____ Provided material

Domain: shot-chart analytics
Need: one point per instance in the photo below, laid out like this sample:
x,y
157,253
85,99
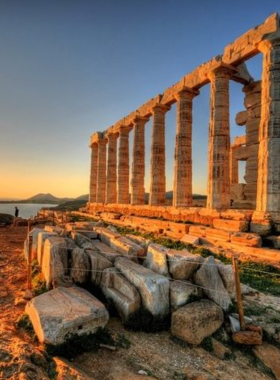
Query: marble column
x,y
182,190
123,166
111,184
101,172
138,162
93,173
268,186
157,183
218,186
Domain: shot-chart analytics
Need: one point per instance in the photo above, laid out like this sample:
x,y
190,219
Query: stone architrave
x,y
93,173
182,191
111,184
138,162
157,184
101,172
123,166
268,187
218,186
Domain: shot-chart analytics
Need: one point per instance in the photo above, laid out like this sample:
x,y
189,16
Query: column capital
x,y
186,93
159,108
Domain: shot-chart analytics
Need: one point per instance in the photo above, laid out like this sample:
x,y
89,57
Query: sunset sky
x,y
70,68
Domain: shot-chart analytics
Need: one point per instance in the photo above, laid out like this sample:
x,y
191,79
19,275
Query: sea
x,y
26,210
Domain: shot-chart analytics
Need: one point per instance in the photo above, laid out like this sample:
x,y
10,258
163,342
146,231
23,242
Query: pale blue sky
x,y
69,68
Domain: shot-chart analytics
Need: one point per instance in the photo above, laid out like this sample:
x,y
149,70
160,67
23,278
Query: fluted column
x,y
218,187
182,191
101,172
111,184
268,187
93,173
138,162
123,166
157,183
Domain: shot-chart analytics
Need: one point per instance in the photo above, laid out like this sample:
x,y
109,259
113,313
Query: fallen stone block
x,y
42,236
156,259
213,233
199,231
189,239
120,292
197,320
182,293
98,264
55,260
154,288
80,266
127,248
183,264
106,251
209,279
65,312
248,239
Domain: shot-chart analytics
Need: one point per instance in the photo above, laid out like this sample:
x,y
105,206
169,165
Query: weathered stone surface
x,y
270,356
55,260
121,292
42,236
182,293
127,247
156,259
183,264
209,278
80,266
63,312
189,239
195,321
98,264
106,251
154,288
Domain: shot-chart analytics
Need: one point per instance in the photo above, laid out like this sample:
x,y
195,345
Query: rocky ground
x,y
155,355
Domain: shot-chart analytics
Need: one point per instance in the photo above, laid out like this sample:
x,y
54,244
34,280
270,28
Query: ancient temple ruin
x,y
120,187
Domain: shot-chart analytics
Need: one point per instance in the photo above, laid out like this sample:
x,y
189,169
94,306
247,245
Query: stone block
x,y
182,292
98,264
127,248
248,239
189,239
213,233
230,225
55,260
106,251
153,288
42,236
209,279
199,231
63,312
197,320
80,266
183,264
120,292
156,259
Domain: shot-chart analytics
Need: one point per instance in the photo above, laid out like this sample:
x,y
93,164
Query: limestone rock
x,y
209,278
182,293
106,251
98,264
80,266
127,248
63,312
121,292
154,288
55,260
156,259
197,320
183,264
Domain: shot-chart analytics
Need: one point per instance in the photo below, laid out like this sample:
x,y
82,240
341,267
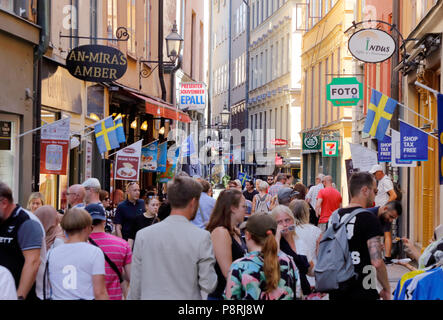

________

» **Work request**:
Each line of the data should be printed again exactly. Please leave pictures out.

» **Solved problem**:
Domain: shot-chart analytics
Need: one point per instance in the photo below, laid out like this sample:
x,y
157,253
85,99
Query: marble column
x,y
182,190
123,166
111,184
101,172
138,162
93,173
268,186
157,183
218,186
Domain: shot-chart analytics
Need: one point per instance in the photo above, laid out like this sample:
x,y
190,219
Query: stone architrave
x,y
93,173
182,191
111,184
138,162
157,184
101,172
123,166
268,187
218,186
Domain: shot-chart analytics
Need: one point per instance in the photo above, laid out like this sample:
x,y
189,16
Query: column capital
x,y
186,93
159,108
Domain: shot-chart analytics
Need: one point per instance in the photo above, laid out like this sample:
x,y
89,57
Query: sunset sky
x,y
70,68
Domain: shot-chart analytics
Need: one point per instance in the photo above, laid out like this sample:
x,y
191,79
19,275
Query: sea
x,y
26,210
Domain: shot-chart analytics
Need: one point per instance in the photo above, laid out like this sample:
x,y
10,258
163,342
146,231
23,242
Query: pale blue sky
x,y
69,68
Domain: shot-chart analytics
Need: one point per instance in the photo above, laid out like this sample:
x,y
149,70
160,67
23,278
Query: fluted column
x,y
218,187
182,191
101,172
111,184
268,187
93,173
138,162
123,166
157,183
Domain: shot-chart analytics
Need: one point per instance in the photo above, laid out like this sample:
x,y
109,259
113,313
Query: fallen stone block
x,y
42,236
156,259
213,233
199,231
189,239
120,292
197,320
182,293
98,264
55,260
154,288
80,266
127,248
183,264
106,251
209,279
65,312
248,239
Domain: shot-chart analytics
Need: one point per instance in the photo above, laid out like this sample:
x,y
105,206
169,165
Query: weathered stone surface
x,y
270,356
55,260
121,292
42,236
182,293
127,247
156,259
183,264
209,278
80,266
63,312
189,239
195,321
98,264
106,251
154,288
Domain: shot-chart analytics
Need: one point per instance in the photo above, laid out like this sample:
x,y
195,345
Query: rocky ground
x,y
155,355
Domain: shot-chart analytics
Need: one point per instance in the photo above, laid out like this sample:
x,y
54,244
34,280
270,28
Query: ancient temple ruin
x,y
120,187
Domain: shot-chart analytics
Need: one point per instance in the photo above, laid out like this sample:
x,y
189,169
94,306
247,245
Query: stone block
x,y
182,292
98,264
127,248
248,239
189,239
213,233
230,225
55,260
106,251
153,288
42,236
209,279
199,231
63,312
197,320
80,266
183,264
120,292
156,259
Domain: shot-chart analytics
Need: one point per instance in the photo above, laid out like this sample:
x,y
93,164
Query: limestone rock
x,y
209,278
182,293
106,251
98,264
80,266
127,248
63,312
121,292
154,288
55,260
156,259
197,320
183,264
Domain: shot-chart analytics
Need: one point per instance in the photo below, laid out like this sample:
x,y
82,240
341,267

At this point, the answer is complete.